수행 과제 | "Task: pin the smiling" 문구가 있는 줄부터 "point(598, 350)" 문구가 있는 줄까지(양 끝 줄 포함)의 자료만 query, result 두 열의 CSV로 정리하라. 한 건당 한 행을 두고, query에는 본문을, result에는 그 응답을 각각 큰따옴표로 묶은 한 필드에 넣되 줄바꿈은 공백으로 바꿔라.

· · · · · · ·

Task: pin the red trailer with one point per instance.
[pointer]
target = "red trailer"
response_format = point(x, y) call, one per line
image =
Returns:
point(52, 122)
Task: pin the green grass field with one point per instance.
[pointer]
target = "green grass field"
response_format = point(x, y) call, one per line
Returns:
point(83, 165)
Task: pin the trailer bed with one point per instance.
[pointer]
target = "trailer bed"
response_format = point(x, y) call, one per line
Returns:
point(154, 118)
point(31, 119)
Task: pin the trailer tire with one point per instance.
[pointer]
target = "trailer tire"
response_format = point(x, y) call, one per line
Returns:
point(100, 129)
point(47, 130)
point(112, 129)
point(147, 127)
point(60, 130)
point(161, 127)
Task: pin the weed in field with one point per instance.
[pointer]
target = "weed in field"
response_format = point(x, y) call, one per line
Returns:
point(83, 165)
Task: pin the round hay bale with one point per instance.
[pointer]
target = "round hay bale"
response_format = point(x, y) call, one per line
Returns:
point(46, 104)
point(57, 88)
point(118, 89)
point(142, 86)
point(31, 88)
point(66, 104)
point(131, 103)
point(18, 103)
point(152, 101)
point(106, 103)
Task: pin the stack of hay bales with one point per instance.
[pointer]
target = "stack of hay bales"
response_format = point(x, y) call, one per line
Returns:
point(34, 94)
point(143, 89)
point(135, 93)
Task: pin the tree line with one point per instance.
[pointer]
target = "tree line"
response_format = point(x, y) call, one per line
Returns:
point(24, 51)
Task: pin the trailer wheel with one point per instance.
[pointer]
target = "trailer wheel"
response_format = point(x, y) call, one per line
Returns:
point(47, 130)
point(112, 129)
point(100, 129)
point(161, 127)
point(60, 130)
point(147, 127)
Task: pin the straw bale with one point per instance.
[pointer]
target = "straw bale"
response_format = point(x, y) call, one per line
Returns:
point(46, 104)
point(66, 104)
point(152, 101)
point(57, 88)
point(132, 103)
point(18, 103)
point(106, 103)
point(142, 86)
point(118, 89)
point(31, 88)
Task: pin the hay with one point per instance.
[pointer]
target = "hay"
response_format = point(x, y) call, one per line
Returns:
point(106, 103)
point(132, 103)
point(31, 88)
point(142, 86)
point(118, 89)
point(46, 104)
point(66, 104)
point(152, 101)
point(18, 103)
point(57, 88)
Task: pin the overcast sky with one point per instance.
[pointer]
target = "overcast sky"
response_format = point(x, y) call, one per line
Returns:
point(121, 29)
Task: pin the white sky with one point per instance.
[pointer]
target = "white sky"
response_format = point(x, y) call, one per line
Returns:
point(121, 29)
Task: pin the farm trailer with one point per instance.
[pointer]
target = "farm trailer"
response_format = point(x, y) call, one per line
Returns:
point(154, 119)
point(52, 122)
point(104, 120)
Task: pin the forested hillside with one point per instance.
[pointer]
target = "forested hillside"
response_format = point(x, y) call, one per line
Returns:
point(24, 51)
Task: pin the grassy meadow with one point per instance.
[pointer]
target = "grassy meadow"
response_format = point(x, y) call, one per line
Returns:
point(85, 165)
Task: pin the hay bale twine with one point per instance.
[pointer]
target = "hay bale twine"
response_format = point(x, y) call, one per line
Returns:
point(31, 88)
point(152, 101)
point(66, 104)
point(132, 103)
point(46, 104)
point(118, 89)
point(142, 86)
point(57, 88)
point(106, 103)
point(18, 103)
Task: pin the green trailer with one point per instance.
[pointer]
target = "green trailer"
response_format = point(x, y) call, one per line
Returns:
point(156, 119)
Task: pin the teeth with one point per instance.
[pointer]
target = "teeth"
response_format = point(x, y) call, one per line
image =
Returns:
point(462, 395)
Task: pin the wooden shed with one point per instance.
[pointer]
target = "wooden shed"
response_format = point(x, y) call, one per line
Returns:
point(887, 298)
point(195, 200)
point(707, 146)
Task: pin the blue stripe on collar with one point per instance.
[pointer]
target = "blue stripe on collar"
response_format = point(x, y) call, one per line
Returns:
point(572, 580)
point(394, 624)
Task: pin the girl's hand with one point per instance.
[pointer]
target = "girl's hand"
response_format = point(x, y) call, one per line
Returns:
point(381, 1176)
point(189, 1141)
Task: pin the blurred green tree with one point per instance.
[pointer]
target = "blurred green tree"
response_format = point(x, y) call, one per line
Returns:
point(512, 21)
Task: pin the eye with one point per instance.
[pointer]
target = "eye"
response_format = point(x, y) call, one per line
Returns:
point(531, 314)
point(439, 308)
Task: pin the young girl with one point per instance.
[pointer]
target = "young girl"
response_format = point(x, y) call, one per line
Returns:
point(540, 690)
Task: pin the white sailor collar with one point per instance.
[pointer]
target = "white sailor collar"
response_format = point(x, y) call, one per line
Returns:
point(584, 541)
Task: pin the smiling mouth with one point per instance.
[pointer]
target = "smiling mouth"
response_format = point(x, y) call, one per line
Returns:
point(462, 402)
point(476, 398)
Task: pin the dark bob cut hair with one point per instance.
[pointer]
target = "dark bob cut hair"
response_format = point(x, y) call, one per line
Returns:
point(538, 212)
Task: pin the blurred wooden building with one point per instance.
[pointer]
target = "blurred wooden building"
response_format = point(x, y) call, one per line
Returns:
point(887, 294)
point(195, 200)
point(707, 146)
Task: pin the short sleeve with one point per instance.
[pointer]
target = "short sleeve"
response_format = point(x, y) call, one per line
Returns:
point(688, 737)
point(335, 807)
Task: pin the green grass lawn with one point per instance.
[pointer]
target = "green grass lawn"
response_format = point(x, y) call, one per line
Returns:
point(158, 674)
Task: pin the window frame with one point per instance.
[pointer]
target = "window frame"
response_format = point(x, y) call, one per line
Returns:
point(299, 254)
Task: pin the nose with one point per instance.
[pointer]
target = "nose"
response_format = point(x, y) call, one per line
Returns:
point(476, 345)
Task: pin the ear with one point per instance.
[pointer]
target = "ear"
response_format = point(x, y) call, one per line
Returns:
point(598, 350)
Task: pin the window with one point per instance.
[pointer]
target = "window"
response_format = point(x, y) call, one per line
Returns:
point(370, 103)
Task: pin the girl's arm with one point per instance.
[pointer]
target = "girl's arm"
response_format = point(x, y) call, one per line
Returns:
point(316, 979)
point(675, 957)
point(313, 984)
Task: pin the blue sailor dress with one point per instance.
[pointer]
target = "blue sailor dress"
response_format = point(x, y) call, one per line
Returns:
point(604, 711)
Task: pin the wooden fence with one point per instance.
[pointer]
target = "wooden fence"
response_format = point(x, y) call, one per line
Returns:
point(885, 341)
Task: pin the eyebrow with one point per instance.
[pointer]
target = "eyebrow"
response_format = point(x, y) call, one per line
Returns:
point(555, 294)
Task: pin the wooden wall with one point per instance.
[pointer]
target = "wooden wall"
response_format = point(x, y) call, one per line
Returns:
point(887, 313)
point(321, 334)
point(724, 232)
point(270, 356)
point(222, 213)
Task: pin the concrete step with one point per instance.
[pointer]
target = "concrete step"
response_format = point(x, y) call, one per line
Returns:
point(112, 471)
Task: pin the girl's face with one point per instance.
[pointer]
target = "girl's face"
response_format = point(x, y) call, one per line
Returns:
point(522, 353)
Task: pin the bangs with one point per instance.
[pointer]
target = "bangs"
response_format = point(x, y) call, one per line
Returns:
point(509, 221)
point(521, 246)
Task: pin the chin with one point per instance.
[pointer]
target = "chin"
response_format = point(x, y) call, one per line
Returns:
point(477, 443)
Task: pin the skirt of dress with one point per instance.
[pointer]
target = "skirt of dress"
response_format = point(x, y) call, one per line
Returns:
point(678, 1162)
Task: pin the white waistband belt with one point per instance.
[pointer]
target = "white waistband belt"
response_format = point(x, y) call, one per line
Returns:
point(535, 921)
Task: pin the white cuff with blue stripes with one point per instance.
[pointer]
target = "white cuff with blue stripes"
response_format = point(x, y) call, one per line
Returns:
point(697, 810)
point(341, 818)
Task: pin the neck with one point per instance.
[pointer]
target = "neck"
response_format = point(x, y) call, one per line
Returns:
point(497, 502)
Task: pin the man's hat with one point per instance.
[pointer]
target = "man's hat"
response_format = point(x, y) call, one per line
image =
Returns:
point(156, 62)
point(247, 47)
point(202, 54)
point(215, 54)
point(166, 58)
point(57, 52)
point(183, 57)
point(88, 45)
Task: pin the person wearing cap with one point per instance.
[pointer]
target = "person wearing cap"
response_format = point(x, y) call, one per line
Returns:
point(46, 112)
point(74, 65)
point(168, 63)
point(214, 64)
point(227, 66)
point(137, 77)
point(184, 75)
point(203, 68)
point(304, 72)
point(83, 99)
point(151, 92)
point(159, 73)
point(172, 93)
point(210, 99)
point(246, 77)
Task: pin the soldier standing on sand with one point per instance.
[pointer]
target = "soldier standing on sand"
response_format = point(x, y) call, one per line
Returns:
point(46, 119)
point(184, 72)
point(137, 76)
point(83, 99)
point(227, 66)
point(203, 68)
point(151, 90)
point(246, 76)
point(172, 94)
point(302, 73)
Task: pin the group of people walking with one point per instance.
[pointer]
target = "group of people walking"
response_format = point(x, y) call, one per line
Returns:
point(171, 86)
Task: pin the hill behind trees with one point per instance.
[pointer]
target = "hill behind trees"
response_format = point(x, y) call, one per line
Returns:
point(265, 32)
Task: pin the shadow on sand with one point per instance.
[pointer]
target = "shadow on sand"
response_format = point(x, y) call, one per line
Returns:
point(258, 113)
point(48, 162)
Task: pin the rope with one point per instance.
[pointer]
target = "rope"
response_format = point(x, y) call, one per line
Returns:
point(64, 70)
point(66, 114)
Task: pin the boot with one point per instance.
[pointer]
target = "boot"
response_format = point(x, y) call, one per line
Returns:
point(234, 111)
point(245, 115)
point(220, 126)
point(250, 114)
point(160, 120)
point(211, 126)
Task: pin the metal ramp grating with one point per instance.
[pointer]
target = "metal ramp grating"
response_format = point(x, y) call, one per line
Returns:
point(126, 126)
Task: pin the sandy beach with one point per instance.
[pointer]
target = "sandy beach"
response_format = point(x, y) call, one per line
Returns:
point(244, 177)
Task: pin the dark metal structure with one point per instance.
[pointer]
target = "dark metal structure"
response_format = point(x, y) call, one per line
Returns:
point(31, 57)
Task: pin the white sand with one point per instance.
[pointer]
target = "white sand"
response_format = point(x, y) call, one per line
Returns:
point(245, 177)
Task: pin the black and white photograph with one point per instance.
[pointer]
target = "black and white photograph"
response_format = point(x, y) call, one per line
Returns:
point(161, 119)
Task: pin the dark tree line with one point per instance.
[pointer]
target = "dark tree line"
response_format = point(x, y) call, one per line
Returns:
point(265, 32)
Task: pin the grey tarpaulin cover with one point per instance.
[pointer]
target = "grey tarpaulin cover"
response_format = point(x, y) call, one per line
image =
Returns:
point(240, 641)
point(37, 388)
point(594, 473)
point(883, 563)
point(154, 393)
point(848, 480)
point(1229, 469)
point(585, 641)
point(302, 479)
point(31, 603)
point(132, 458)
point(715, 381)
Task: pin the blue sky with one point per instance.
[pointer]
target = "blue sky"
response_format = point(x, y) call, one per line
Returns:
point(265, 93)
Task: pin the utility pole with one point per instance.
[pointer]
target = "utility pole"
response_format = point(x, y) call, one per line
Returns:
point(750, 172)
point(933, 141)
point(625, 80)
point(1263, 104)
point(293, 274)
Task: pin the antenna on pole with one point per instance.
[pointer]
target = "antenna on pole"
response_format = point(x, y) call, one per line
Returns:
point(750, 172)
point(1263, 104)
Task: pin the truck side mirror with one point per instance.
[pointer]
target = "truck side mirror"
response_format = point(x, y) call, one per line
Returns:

· · · · · · ·

과제 결과 |
query,result
"Task: pin the smiling mouth with one point per instance. [pointer] target = ""smiling mouth"" response_format = point(x, y) call, one per line Returns:","point(462, 402) point(476, 398)"
"Task: pin the dark bob cut hair with one point per instance. [pointer] target = ""dark bob cut hair"" response_format = point(x, y) call, one per line Returns:","point(538, 212)"
"Task: pin the blurred wooden building with one point per instance. [pointer] target = ""blurred wooden building"" response_format = point(x, y) call, one per line Returns:","point(887, 294) point(195, 200) point(707, 146)"
"Task: pin the short sleeve with one point per instance. [pointer] target = ""short sleeve"" response_format = point(x, y) call, one per line Returns:","point(688, 737) point(335, 807)"
"Task: pin the green grass lawn with one point per instance. [pointer] target = ""green grass lawn"" response_format = point(x, y) call, one per line Returns:","point(158, 674)"
"Task: pin the window frame with one point per instance. [pointer] target = ""window frame"" response_format = point(x, y) call, one per line Returns:","point(299, 254)"
"Task: pin the nose with one point per instance. [pointer] target = ""nose"" response_format = point(x, y) call, one per line Returns:","point(476, 345)"
"Task: pin the ear with one point per instance. [pointer] target = ""ear"" response_format = point(x, y) call, one per line Returns:","point(598, 350)"